— Problem statement —
Collect every line of the entries below that contains the word "tile", and copy each such line in full. Treat the match as case-sensitive.

— Given data —

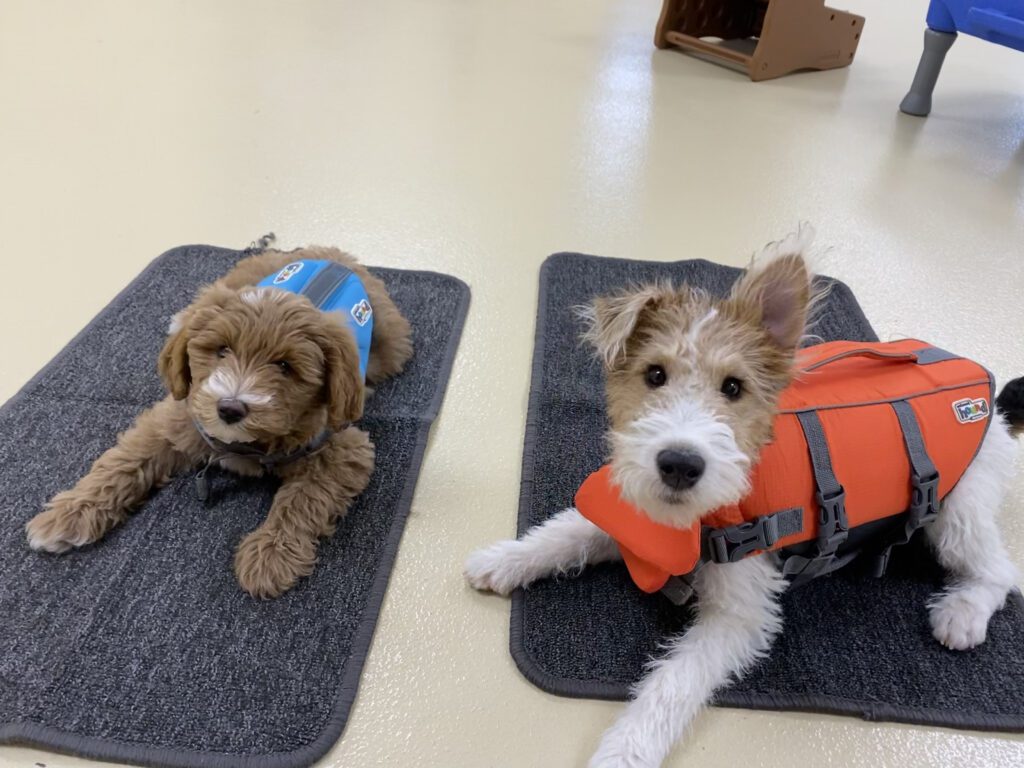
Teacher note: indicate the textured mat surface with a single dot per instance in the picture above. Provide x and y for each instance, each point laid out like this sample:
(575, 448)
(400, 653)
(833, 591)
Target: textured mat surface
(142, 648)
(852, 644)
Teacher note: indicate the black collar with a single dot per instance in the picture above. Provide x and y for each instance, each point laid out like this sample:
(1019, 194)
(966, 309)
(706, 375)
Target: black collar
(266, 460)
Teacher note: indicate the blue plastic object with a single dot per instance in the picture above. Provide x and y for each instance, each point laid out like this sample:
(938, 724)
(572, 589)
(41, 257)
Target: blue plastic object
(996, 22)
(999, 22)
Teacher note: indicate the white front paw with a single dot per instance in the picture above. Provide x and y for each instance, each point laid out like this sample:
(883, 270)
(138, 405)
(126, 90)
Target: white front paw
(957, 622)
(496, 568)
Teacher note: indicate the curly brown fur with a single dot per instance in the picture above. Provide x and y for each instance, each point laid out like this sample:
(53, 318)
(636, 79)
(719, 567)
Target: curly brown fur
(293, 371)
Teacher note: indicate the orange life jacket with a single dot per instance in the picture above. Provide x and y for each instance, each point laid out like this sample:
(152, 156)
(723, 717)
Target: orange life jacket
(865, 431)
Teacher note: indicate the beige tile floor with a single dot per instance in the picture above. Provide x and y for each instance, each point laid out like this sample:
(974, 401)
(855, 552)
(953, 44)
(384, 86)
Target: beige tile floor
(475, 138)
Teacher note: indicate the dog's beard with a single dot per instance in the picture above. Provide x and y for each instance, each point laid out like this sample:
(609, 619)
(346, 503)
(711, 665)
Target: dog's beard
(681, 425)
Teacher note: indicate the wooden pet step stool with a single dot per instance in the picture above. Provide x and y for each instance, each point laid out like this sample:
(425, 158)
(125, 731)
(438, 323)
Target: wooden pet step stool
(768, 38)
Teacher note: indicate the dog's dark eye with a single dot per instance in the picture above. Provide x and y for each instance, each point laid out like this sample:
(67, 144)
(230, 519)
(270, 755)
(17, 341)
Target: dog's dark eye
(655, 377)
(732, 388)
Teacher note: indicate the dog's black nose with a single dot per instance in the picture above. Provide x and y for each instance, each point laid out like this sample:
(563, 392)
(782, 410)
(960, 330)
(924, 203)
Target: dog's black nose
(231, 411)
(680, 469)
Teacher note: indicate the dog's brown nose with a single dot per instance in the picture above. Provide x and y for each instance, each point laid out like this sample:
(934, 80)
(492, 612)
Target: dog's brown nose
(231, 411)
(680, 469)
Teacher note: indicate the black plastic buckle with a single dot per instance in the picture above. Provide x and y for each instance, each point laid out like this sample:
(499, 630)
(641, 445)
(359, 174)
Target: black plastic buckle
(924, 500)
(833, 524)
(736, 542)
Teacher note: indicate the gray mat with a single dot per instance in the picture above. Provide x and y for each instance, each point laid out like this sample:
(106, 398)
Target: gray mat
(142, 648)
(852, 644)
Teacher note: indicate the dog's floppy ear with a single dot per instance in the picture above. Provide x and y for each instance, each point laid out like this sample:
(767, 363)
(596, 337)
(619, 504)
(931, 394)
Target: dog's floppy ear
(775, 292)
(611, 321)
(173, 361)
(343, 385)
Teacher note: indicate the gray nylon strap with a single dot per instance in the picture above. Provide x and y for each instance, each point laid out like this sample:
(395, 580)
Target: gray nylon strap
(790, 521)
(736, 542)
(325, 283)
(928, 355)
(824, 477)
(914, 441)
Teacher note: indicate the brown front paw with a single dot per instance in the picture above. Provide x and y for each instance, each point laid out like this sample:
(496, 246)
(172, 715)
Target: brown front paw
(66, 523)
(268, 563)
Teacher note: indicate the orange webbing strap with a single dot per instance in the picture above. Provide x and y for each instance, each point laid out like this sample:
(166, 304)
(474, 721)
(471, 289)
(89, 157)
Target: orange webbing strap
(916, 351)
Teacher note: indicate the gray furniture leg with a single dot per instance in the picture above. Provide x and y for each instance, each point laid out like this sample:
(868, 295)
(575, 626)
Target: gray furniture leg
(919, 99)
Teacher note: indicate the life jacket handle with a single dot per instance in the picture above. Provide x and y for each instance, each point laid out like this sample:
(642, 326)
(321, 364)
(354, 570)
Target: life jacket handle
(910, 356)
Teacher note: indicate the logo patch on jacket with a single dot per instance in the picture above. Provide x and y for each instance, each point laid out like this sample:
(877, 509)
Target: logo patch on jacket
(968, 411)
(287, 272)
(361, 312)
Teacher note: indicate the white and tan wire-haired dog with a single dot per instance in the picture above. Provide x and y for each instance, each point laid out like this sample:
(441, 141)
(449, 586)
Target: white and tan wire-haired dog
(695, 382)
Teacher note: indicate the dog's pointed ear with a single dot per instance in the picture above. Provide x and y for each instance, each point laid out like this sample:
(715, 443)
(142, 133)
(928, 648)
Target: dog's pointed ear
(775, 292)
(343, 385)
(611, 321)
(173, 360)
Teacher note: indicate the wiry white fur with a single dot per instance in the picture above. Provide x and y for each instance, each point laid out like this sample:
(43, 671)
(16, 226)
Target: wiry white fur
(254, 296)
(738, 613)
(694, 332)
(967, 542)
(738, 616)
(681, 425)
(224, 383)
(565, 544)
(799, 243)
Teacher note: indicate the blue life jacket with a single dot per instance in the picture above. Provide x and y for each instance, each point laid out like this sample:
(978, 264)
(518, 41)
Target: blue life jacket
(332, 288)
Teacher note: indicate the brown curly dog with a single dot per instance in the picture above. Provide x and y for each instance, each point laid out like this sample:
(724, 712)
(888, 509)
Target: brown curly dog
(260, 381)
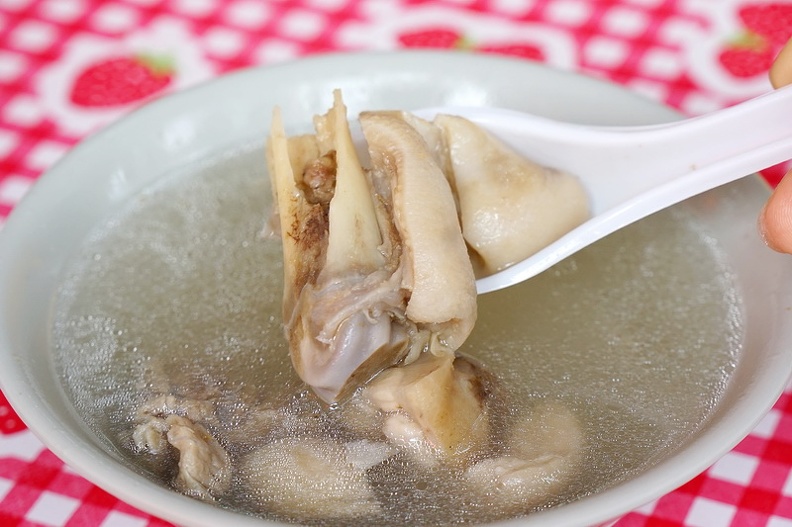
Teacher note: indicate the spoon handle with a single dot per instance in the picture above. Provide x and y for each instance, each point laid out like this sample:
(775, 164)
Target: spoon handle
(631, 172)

==

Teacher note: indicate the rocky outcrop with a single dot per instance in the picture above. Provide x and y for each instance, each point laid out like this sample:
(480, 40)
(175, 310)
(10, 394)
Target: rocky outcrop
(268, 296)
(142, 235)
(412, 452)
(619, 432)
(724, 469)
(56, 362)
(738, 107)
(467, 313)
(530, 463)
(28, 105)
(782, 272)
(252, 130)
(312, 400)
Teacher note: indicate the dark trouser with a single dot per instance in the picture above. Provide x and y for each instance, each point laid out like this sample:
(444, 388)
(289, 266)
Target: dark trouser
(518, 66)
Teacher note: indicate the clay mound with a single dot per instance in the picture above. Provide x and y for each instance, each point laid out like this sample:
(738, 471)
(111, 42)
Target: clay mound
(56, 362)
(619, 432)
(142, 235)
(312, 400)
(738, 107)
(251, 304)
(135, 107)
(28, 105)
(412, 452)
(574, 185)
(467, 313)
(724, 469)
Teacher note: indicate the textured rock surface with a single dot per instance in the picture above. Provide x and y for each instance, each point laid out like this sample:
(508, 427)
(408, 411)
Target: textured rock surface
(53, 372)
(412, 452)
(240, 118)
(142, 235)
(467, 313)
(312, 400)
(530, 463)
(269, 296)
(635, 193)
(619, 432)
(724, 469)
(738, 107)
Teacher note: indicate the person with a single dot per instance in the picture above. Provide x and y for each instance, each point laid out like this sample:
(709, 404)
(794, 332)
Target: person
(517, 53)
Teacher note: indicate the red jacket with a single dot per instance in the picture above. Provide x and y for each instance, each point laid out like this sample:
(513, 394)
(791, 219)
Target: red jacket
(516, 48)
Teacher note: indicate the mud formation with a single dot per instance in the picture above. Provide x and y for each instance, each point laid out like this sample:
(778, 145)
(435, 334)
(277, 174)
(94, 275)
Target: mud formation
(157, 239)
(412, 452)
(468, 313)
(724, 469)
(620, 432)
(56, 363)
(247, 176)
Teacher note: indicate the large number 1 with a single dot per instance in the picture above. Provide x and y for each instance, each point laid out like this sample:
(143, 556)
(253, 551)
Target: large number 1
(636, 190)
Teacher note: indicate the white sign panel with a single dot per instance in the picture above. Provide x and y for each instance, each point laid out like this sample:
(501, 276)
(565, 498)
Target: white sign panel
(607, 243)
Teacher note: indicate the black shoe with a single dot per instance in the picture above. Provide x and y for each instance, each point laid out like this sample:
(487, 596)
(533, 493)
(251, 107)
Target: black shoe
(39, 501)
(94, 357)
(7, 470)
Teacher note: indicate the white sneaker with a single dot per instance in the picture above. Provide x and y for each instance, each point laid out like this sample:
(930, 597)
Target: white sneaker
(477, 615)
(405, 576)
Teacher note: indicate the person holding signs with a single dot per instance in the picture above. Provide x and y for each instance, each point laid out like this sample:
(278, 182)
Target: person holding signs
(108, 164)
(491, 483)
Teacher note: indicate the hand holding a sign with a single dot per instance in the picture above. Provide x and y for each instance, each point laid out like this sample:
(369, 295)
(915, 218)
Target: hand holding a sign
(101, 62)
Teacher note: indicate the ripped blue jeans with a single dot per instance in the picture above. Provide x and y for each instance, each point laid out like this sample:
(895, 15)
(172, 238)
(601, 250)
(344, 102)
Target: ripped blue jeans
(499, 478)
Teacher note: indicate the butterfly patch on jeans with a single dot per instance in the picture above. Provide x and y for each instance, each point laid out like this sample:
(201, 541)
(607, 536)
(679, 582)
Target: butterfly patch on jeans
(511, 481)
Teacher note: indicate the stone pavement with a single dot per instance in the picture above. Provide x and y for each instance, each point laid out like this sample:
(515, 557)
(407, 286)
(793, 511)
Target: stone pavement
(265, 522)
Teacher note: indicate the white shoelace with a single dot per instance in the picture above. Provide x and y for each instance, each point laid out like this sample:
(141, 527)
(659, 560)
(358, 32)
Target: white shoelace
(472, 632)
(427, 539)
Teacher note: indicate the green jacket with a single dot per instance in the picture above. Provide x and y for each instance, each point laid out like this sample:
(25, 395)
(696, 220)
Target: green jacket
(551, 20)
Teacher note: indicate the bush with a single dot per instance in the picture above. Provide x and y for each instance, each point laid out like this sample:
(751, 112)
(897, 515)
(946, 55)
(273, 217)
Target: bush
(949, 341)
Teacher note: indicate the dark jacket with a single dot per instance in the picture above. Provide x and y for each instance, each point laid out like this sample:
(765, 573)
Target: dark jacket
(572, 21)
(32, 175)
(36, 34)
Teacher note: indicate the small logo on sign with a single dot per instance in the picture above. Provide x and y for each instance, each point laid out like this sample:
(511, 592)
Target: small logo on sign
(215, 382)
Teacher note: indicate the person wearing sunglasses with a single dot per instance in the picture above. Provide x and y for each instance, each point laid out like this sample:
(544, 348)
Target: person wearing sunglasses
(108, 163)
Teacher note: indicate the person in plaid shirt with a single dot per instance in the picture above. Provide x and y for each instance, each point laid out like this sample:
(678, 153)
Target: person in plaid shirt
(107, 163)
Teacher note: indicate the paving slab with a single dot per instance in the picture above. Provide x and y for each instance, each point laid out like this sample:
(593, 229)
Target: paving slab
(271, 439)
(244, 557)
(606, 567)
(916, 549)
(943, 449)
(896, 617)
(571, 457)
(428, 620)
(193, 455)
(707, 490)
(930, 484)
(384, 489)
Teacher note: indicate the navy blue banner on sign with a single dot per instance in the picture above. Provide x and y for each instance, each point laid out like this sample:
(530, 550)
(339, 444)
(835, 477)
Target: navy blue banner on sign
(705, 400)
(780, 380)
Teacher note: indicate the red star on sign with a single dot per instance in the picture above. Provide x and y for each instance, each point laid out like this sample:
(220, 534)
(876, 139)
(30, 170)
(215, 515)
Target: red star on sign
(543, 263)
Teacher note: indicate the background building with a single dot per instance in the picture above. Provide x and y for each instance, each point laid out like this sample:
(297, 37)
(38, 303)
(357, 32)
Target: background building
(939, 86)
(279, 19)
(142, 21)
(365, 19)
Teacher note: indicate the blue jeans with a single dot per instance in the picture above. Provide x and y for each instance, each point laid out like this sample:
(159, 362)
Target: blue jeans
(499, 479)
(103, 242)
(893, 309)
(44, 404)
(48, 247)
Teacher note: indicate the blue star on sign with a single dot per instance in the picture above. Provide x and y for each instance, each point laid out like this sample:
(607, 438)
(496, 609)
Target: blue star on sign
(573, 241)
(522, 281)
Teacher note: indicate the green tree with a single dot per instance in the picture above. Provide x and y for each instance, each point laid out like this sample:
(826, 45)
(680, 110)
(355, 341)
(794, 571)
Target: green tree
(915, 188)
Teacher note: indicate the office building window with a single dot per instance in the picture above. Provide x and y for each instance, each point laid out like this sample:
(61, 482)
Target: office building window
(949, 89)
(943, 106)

...

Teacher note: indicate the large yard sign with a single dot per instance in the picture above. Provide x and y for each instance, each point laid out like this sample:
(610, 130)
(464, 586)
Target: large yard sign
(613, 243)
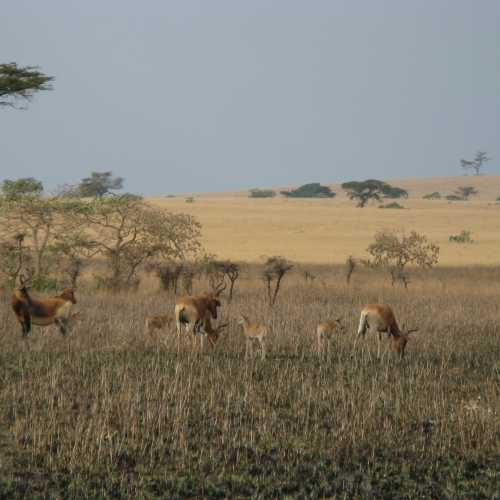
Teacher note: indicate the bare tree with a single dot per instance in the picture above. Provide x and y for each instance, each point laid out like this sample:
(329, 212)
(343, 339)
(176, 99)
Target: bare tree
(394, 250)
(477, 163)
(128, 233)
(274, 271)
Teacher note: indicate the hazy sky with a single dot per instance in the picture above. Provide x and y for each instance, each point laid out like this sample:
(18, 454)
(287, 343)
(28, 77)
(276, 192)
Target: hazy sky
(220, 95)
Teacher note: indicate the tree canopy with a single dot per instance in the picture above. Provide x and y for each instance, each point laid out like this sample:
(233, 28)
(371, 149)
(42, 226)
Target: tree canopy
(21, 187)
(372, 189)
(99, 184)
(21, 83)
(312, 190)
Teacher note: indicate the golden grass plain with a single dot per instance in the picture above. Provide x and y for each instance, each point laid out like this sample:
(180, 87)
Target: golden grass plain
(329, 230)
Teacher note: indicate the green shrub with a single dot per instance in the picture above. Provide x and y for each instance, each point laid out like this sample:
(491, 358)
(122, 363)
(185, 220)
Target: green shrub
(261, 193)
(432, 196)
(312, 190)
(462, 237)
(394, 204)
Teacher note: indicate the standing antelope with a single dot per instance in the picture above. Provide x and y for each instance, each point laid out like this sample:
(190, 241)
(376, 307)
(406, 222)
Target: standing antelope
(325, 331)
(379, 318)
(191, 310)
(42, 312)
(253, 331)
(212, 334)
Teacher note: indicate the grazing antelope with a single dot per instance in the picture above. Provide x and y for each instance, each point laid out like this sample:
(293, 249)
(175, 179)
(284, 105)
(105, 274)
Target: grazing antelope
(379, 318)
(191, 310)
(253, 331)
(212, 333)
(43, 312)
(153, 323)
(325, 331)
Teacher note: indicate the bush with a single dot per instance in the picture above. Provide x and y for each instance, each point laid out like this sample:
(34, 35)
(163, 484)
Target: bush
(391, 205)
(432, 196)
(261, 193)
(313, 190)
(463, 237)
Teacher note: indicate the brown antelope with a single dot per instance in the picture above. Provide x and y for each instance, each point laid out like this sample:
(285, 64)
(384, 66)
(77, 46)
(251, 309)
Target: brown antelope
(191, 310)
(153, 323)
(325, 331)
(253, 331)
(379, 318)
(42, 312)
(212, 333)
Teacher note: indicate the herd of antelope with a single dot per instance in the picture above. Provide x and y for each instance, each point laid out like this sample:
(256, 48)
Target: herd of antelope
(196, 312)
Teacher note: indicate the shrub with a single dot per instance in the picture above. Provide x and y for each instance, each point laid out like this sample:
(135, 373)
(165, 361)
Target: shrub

— Output below —
Teacher note: indicate the beige tile floor with a single dot per instance in the picture above. Provide x and y for each instance, each point laid out like this sample:
Target: beige tile floor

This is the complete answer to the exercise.